● **THE EXERCISE**
In the Unwrinkling interview below, where did Whitney Bauck grow up?

Unwrinkling: For the Thinking Fashionista

Wednesday, February 17, 2016
Unwrinkling is a crossroad for faith and fashion from a theological and artistic perspective. Meet the visionary behind it all.

 

When I meet someone new, they often ask what I do. When I respond that I'm a writer, the inevitable follow-up question is, "What do you write about?" I write about my passions, which are faith and fashion. Whitney Bauck of Unwrinkling shares those passions.

 

I first saw Whitney last year at Christian Fashion Week, though we didn't actually meet. Connecting on Facebook a few weeks later, I went to her web site and when I saw this, she had me forever: "Unwrinkling exists to engage fashion in a way that doesn't embarrass God or thinking people." She looks at fashion from a very exciting perspective, tackling problems within the industry and encouraging people to view fashion from an intellectual and theological viewpoint, without compromising its inherent beauty.

 

Whitney is a thinker, writer and photographer. She grew up in the Philippines and studied art in Chicago. She now lives in Brooklyn, NY. I'm inspired by her work and her desire to improve the fashion industry, especially in terms of sustainability.

 

 

Q:  What is the mission/purpose of Unwrinkling?

 

A:  The purpose of Unwrinkling is to create resources that help people engage fashion in a thoughtful and theologically grounded way. Basically, I think you can be smart, be a Jesus-follower, and love fashion. Unwrinkling tries to help you do all of those things in conjunction. So whether you're puzzling through the moral implications of shopping at fast fashion outlets or trying to figure out how a breastfeeding model on the cover of Elle relates to the Virgin Mary, Unwrinkling is there to help.

 

Q:  How do fashion and faith connect for you?

 

A:  I've loved fashion since I was little, but didn't start pursuing it as a career until I became convinced that the God of the Bible was genuinely invested in it. So I got into fashion because of my faith, and that faith informs how I want to see fashion change - I want to see it become an industry that better protects its laborers and the environment, that honors diverse images and voices, and that serves (rather than taking advantage of) its consumers.

 

My faith is also influenced by my experience and understanding of the fashion industry. This industry is part of the context and community in which I live, which means it can't help but influence the lens through which I see faith.

 

Q:  What exactly is ethical fashion, and why are you passionate about it?

 

A:  There's a lot of complexity baked into that little phrase. But for the sake of keeping it short, I'll say this:  Fashion isn't neutral. There are real human and environmental costs to every clothing purchase you or I make, or to every textile sourcing decision a designer makes. "Ethical fashion," then, is made according to a rightly-aligned moral compass. This can take into account everything from how wool-bearing sheep are raised to garment factory workers' rights to unionize, but the end goal is to make fashion that does good, not ill, in the world.

● **EXTRACTED INFORMATION**
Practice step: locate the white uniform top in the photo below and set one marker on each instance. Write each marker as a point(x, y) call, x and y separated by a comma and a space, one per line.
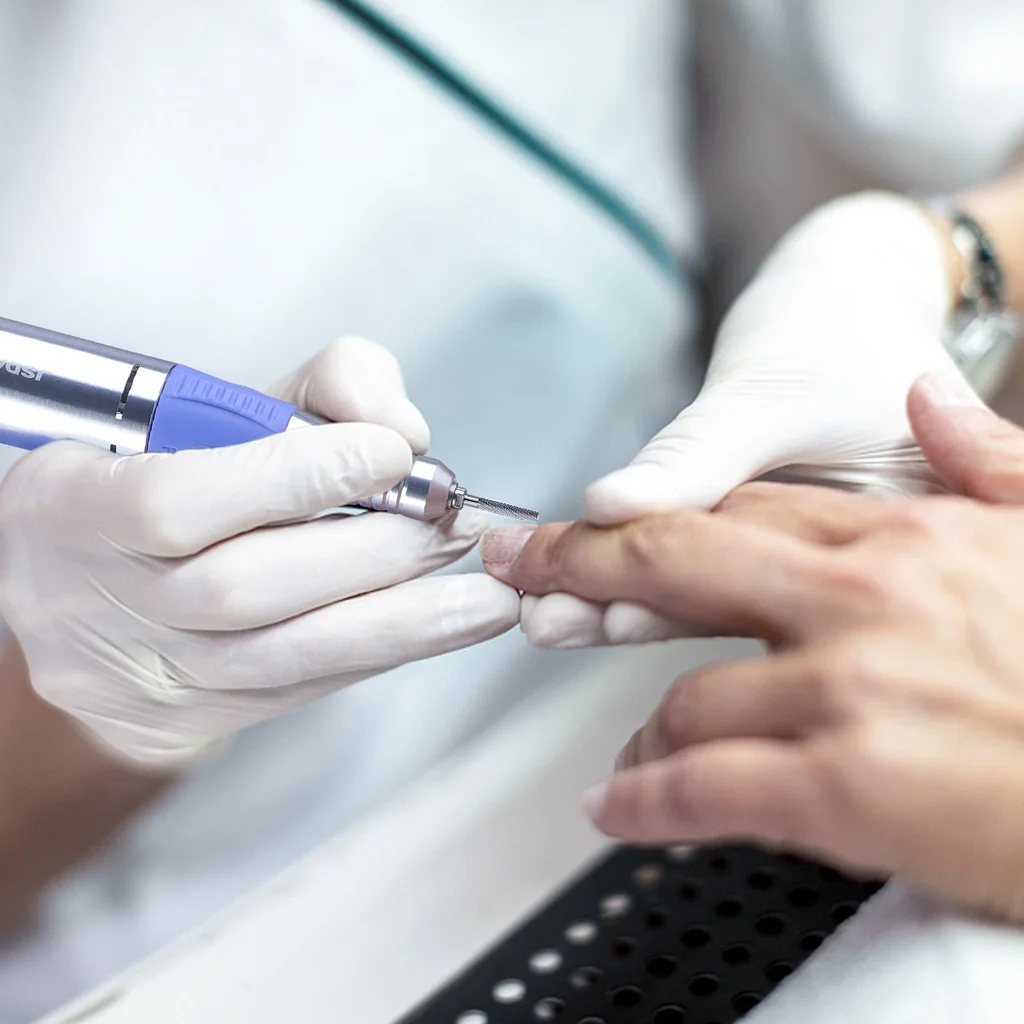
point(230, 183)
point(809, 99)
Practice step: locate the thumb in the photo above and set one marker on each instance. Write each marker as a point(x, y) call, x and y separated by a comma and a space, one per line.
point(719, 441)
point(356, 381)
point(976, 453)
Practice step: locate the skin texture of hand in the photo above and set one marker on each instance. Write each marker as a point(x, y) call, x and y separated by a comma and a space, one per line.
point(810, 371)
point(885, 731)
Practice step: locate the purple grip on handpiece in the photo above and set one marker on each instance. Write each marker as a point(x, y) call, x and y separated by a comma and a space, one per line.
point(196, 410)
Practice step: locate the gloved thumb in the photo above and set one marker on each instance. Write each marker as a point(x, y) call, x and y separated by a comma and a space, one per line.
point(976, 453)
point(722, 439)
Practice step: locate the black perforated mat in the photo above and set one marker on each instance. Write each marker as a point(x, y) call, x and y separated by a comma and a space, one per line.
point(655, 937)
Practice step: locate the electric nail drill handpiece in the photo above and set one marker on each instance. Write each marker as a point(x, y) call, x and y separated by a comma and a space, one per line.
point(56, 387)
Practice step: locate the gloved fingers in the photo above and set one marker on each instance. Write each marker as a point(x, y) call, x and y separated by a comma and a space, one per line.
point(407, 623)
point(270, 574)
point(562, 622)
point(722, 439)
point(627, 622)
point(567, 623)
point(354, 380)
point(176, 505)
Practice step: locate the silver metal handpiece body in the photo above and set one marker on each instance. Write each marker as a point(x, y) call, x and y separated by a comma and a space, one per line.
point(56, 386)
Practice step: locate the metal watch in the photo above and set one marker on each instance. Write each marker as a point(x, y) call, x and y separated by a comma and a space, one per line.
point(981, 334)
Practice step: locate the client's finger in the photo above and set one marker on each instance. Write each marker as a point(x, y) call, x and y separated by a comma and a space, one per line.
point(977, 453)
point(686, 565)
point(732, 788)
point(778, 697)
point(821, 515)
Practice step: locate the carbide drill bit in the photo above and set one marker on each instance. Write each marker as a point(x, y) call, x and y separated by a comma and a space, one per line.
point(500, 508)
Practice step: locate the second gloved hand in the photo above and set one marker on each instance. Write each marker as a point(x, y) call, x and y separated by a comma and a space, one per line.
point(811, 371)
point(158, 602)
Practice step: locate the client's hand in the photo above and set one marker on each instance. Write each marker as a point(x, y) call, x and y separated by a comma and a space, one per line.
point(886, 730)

...

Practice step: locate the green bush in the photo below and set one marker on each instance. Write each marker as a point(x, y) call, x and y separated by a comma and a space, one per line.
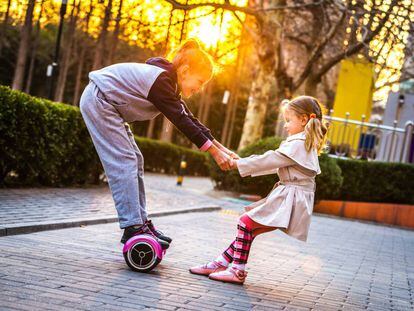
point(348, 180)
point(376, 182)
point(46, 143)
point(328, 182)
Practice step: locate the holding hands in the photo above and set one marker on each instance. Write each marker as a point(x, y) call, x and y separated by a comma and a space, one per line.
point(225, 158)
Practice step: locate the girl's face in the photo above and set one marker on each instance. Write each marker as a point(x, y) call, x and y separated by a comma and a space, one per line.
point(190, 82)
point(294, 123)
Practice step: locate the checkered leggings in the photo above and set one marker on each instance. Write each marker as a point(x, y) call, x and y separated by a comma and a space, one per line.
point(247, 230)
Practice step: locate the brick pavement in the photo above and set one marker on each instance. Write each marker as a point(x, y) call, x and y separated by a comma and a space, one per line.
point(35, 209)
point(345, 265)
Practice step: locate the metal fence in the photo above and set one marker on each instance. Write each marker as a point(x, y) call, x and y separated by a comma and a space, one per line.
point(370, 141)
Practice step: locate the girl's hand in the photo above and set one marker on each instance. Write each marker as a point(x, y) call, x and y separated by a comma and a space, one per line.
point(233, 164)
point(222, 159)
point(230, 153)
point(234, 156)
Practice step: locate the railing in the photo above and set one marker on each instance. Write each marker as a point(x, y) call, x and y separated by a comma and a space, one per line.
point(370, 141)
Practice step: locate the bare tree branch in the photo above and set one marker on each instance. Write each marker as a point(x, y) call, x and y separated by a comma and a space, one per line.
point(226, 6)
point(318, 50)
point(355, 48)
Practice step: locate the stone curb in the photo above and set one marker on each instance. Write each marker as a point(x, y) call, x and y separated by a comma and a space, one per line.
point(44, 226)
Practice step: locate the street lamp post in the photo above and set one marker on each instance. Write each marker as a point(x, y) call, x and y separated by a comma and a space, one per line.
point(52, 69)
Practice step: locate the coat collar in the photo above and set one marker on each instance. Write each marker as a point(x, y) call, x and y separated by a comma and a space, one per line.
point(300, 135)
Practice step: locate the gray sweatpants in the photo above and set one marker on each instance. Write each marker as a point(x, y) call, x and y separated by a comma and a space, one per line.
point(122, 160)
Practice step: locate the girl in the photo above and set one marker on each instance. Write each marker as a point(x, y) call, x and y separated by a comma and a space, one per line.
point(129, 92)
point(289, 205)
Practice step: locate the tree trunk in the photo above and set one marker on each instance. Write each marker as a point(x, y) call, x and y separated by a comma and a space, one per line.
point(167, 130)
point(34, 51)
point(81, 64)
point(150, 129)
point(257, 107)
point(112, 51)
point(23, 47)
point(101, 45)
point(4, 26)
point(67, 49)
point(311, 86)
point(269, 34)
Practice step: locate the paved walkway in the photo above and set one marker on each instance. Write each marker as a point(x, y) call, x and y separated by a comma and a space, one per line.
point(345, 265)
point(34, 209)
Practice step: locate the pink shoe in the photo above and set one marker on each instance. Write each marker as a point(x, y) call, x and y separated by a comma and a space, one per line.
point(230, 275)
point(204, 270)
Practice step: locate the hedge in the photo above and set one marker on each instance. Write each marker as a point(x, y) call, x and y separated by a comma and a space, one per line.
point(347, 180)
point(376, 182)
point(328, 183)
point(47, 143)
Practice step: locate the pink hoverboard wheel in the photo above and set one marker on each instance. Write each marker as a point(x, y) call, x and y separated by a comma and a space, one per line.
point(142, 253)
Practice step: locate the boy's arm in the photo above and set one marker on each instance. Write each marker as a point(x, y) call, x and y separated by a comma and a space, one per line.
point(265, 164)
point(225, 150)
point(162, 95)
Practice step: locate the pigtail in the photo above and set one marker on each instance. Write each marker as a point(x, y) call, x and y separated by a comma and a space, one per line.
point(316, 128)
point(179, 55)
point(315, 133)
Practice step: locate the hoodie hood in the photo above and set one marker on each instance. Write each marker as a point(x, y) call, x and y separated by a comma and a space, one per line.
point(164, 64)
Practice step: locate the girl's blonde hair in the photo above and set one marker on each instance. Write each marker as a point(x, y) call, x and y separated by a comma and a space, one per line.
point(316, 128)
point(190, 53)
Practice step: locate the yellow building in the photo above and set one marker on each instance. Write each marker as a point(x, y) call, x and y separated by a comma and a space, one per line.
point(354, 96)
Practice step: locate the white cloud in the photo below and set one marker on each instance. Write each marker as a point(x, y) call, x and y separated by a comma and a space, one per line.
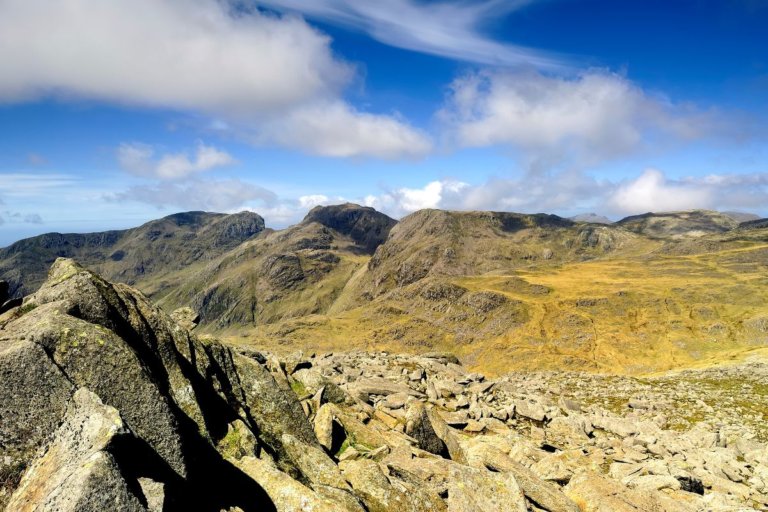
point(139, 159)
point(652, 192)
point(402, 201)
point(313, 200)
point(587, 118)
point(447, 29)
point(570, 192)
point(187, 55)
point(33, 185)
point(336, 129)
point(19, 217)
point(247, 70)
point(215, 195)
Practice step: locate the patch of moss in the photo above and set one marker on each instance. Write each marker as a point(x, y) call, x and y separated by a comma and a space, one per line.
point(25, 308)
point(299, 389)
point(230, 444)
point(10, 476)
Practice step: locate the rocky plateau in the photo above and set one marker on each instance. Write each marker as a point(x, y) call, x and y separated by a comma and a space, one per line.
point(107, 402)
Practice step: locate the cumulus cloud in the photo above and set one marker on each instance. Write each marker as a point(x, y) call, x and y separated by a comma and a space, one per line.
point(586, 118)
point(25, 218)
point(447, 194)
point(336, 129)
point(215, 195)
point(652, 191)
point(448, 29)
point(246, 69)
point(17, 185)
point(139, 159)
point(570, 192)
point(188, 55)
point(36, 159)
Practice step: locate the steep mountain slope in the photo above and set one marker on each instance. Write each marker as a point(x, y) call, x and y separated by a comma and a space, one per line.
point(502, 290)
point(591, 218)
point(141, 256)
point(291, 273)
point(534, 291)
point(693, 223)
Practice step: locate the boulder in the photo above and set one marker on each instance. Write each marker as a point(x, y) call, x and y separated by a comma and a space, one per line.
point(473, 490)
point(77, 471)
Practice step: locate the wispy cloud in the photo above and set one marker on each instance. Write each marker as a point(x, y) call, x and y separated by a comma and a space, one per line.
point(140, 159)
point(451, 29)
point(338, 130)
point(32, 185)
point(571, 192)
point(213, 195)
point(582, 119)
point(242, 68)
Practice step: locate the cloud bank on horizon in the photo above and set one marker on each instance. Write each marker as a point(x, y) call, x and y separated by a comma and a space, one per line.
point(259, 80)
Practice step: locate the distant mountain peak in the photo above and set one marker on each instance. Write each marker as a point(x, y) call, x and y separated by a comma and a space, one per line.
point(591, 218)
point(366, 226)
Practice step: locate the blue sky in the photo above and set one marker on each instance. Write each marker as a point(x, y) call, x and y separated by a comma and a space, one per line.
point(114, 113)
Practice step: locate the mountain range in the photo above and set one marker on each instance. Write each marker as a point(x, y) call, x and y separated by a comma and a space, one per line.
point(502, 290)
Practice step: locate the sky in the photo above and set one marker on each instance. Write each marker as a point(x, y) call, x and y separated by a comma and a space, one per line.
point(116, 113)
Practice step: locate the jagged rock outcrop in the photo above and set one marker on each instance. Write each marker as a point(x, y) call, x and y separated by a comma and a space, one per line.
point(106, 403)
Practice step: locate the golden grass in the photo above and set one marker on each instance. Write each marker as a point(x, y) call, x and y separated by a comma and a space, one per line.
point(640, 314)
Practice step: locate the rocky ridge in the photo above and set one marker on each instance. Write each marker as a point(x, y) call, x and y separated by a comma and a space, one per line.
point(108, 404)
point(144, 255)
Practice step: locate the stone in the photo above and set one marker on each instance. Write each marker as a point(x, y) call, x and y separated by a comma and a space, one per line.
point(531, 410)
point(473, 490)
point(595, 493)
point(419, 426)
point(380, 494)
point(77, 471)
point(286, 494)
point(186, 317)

● **TASK RESPONSE**
In the Philippines.